▶ What you should do
Copy the records below word for word, leaving every line unchanged.

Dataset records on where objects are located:

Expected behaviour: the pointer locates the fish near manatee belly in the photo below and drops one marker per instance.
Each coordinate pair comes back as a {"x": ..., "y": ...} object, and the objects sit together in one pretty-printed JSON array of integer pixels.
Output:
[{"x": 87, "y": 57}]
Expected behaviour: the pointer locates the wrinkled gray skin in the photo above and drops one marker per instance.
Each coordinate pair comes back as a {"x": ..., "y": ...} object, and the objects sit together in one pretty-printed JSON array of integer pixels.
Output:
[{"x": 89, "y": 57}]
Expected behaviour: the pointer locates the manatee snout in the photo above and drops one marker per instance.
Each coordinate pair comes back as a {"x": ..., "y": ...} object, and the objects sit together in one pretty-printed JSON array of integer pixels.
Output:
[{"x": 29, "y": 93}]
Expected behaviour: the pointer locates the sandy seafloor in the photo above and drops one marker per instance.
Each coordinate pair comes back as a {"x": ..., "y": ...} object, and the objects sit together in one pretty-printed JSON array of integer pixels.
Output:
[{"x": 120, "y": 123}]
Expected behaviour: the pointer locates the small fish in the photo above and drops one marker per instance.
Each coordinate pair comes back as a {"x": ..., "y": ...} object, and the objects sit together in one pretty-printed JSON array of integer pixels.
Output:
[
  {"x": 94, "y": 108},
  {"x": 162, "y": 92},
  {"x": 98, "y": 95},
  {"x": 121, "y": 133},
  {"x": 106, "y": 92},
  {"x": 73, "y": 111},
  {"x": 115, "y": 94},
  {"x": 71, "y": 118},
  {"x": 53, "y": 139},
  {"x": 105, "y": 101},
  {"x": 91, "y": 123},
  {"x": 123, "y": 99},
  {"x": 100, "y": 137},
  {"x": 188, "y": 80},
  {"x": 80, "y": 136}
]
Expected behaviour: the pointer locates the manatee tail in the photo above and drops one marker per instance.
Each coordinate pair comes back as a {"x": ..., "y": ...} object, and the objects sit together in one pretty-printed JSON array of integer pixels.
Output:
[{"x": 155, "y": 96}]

▶ Full answer
Expected behaviour: the pointer locates the fish near manatee belly in the photo below and drops one marker per instance.
Each coordinate pair comes back as a {"x": ..., "y": ...} object, and the objects sit together in one pretty-printed JSON array of integer pixels.
Output:
[{"x": 87, "y": 57}]
Expected behaviour: the pointer locates the wrinkled gray skin in the photo above and drops one marker per instance.
Each coordinate pair comes back as a {"x": ..., "y": ...} object, and the objects sit together in one pretty-printed JSON array of integer pixels.
Output:
[{"x": 89, "y": 57}]
Expected behaviour: the pointer locates the manatee snout in the photo above and drops one marker per instance.
Each coordinate pair comes back as a {"x": ..., "y": ...} object, and the objects sit together in one pretty-printed JSON array of integer pixels.
Output:
[{"x": 29, "y": 93}]
Expected behaviour: the pointer locates the sandy seafloor in the photo above and drops one marker per instance.
Each coordinate pair comes back as a {"x": ..., "y": ...} object, and the objects sit together in one pretty-printed JSON array of integer pixels.
Output:
[{"x": 120, "y": 123}]
Expected behaviour: the pointer locates the small fish in the photo above and drops one marker per instance.
Each coordinate pair comes back as a {"x": ..., "y": ...} object, and the objects sit together in one pretty-printed JSON array of integer pixels.
Output:
[
  {"x": 94, "y": 108},
  {"x": 162, "y": 92},
  {"x": 98, "y": 95},
  {"x": 121, "y": 133},
  {"x": 106, "y": 92},
  {"x": 73, "y": 111},
  {"x": 115, "y": 94},
  {"x": 71, "y": 118},
  {"x": 53, "y": 139},
  {"x": 105, "y": 101},
  {"x": 91, "y": 123},
  {"x": 123, "y": 99},
  {"x": 100, "y": 137},
  {"x": 188, "y": 80},
  {"x": 80, "y": 136}
]
Expected behaviour: the pointer locates the manatee tail in the photo above and drops one marker per instance.
Each coordinate pair comes back as a {"x": ..., "y": ...} object, and the objects sit together in one pretty-printed JSON array of integer pixels.
Output:
[{"x": 155, "y": 96}]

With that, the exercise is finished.